__EXTRAIT DU TEXTE__:
* * * * * * * * *
Guylain Chevrier : Les discriminations peuvent décourager parfois les candidats à l’intégration sociale et professionnelle en France, c’est un fait, et inciter à faire partir ceux que l’on a formés, y compris pour aller dans d’autres pays où les controverses dans ce domaine sont moins criantes. Mais pour bien lutter contre ces discriminations, il faudrait commencer par ne plus dénier les enjeux voire les problèmes qui accompagnent toujours l’intégration de populations étrangères qui touchent de façon transversale tous les secteurs : emplois, logement, santé, éducation… On n’a pas le droit à l’erreur dans ce domaine, et l’image de victimisation exagérée à l’extrême que l’on donne généralement de l’immigration et de ses descendants, d’exclusion sociale et de ségrégation, mise en quarantaine dans des banlieues déshéritées et sinistrées, est pour le moins dévalorisante et ne donne pas envie de s’y identifier pour rester.

L’immigration existe véritablement comme phénomène de société depuis la fin du XIXe siècle en France. Il n’est donc pas d’hier et est un phénomène resté depuis nécessaire à condition toutefois d’être un minimum contrôlé. Cela va de soi, si l’Etat veut pouvoir jouer son rôle régulateur relativement à une unité de la nation amenée à prendre en compte un certain degré de mélange, dans le cadre d’un maintien de la cohésion sociale. Il y a tout un monde de représentations à changer qui passe par une toute autre politique de l’immigration de haute teneure, qui considère l’immigration comme positive parce que le fait d’une politique maitrisée et encadrée, selon des accords internationaux concernant les pays de départ, qui aura bien du mal a existé dans le cadre européen aux milles intérêts divergents dans ce domaine et qui y fait obstacle. Il faut garantir aux Français leur capacité à exercer leur souveraineté et cela passe par le sentiment que les frontières de leur pays ont un sens.

5. Les nombreux biais dans le calcul des bénéfices économiques de l'immigration

Atlantico (d'après Acrithène) : Sur un plan purement financier, la question de savoir si l'immigration coûte au contribuable ou permet en fait de dégager un excédent budgétaire n'a pas fini de diviser. Le premier problème est celui des critères retenus pour les calculs, les partisans de l'immigration ayant tendance a faire le solde des cotisations qu'ils versent en rapport des prestations qu'ils reçoivent. La population immigrée étant de fait assez jeune, il est ainsi facile de "démontrer" que l'immigration rapporte, puisque ces derniers ne sollicitent que très peu de cotisations retraites.

Par cette stratégie, Xavier Chojnicki (chercheur à Lille 2) trouve que les cotisations nettes des prestations d’un immigré étaient de 2 250€ en moyenne (2011). Pourtant, une fois l’ensemble du cycle de vie pris en compte, le même auteur aboutit à une perte de 8 700€ par immigré. Seul le raisonnement intégrant l’ensemble du cycle de vie est économiquement valide, mais le raisonnement en comptabilité instantanée a au moins le mérite d’apporter une nuance utile.

>> Lire également Aucun lien entre immigration et délinquance ? Une France peu généreuse avec ses immigrés ?
* * * * * * * * *
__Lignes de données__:
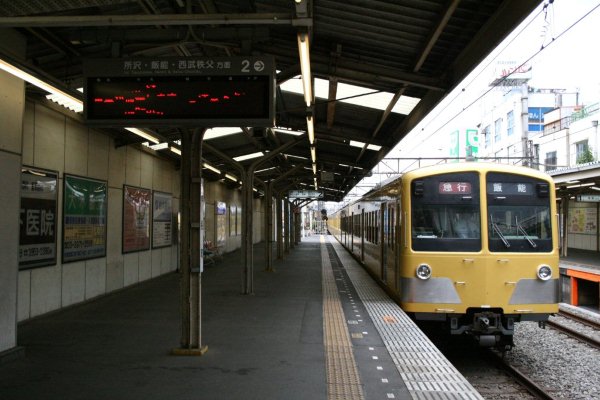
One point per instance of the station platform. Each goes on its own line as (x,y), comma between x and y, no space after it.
(584,260)
(580,279)
(316,328)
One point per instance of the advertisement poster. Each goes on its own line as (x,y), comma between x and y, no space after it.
(136,219)
(85,203)
(582,220)
(162,219)
(232,215)
(37,219)
(221,220)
* * * * * * * * *
__ÉNONCÉ A__: Retapez le passage de l'extrait sur l'immigration compris entre « 5. Les nombreux » et « de cotisations retraites. », ces deux bornes incluses.
__ÉNONCÉ B__:
Répondez à ces questions à l'aide de l'extrait sur l'immigration.
(i) Depuis quand l'immigration existe-t-elle véritablement comme phénomène de société en France ?
(ii) À combien s'élevaient en moyenne, en 2011, les cotisations nettes des prestations d'un immigré selon Xavier Chojnicki ?
(iii) À quelle perte par immigré aboutit le même auteur une fois l'ensemble du cycle de vie pris en compte ?
Appuyez-vous uniquement sur l'extrait pour répondre.

__SOLUTION A__:
5. Les nombreux biais dans le calcul des bénéfices économiques de l'immigration

Atlantico (d'après Acrithène) : Sur un plan purement financier, la question de savoir si l'immigration coûte au contribuable ou permet en fait de dégager un excédent budgétaire n'a pas fini de diviser. Le premier problème est celui des critères retenus pour les calculs, les partisans de l'immigration ayant tendance a faire le solde des cotisations qu'ils versent en rapport des prestations qu'ils reçoivent. La population immigrée étant de fait assez jeune, il est ainsi facile de "démontrer" que l'immigration rapporte, puisque ces derniers ne sollicitent que très peu de cotisations retraites.

__SOLUTION B__:
(i) Depuis la fin du XIXe siècle.
(ii) 2 250 €.
(iii) 8 700 €.